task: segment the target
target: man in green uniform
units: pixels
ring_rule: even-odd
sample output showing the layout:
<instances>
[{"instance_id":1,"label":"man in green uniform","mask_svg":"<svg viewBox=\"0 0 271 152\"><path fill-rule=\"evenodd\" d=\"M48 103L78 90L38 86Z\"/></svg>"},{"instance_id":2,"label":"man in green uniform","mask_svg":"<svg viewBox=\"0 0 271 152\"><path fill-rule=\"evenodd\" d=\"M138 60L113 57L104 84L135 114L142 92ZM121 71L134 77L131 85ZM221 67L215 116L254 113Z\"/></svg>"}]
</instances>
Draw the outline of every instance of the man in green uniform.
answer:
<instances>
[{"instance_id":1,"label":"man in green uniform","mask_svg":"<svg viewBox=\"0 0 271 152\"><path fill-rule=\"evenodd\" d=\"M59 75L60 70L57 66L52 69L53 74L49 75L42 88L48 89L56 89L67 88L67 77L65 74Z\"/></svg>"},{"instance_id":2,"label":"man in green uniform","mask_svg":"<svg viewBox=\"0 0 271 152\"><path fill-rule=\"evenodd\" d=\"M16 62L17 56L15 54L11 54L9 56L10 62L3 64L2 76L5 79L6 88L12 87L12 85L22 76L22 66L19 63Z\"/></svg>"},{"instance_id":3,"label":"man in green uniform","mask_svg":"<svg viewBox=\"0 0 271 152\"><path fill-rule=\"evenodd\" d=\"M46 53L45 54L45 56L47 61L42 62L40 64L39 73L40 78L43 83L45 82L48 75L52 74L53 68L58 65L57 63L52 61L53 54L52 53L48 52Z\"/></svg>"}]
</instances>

PROBLEM REQUIREMENTS: Render the listing above as a JSON array of strings, with each line as its own string and blank lines omitted.

EXERCISE OUTPUT:
[
  "task: segment the target",
  "target: man in green uniform",
  "units: pixels",
  "ring_rule: even-odd",
  "sample output showing the layout:",
  "<instances>",
  "[{\"instance_id\":1,\"label\":\"man in green uniform\",\"mask_svg\":\"<svg viewBox=\\\"0 0 271 152\\\"><path fill-rule=\\\"evenodd\\\" d=\\\"M48 103L78 90L38 86Z\\\"/></svg>\"},{\"instance_id\":2,\"label\":\"man in green uniform\",\"mask_svg\":\"<svg viewBox=\\\"0 0 271 152\\\"><path fill-rule=\\\"evenodd\\\" d=\\\"M138 60L113 57L104 84L135 114L142 92ZM121 71L134 77L131 85ZM221 67L215 116L254 113Z\\\"/></svg>\"}]",
  "</instances>",
  "Draw the outline of every instance of the man in green uniform.",
  "answer:",
  "<instances>",
  "[{\"instance_id\":1,\"label\":\"man in green uniform\",\"mask_svg\":\"<svg viewBox=\\\"0 0 271 152\\\"><path fill-rule=\\\"evenodd\\\" d=\\\"M59 75L60 70L57 66L52 69L53 74L49 75L42 88L48 89L56 89L67 88L67 77L65 74Z\\\"/></svg>\"},{\"instance_id\":2,\"label\":\"man in green uniform\",\"mask_svg\":\"<svg viewBox=\\\"0 0 271 152\\\"><path fill-rule=\\\"evenodd\\\" d=\\\"M16 62L17 56L15 54L11 54L9 56L10 62L3 64L2 76L5 79L6 88L12 87L12 85L22 76L22 66L19 63Z\\\"/></svg>\"},{\"instance_id\":3,\"label\":\"man in green uniform\",\"mask_svg\":\"<svg viewBox=\\\"0 0 271 152\\\"><path fill-rule=\\\"evenodd\\\" d=\\\"M46 53L45 54L45 56L47 61L42 62L40 64L39 73L40 78L43 83L45 82L48 75L52 74L53 68L58 65L57 63L52 61L53 54L52 53L48 52Z\\\"/></svg>\"}]",
  "</instances>"
]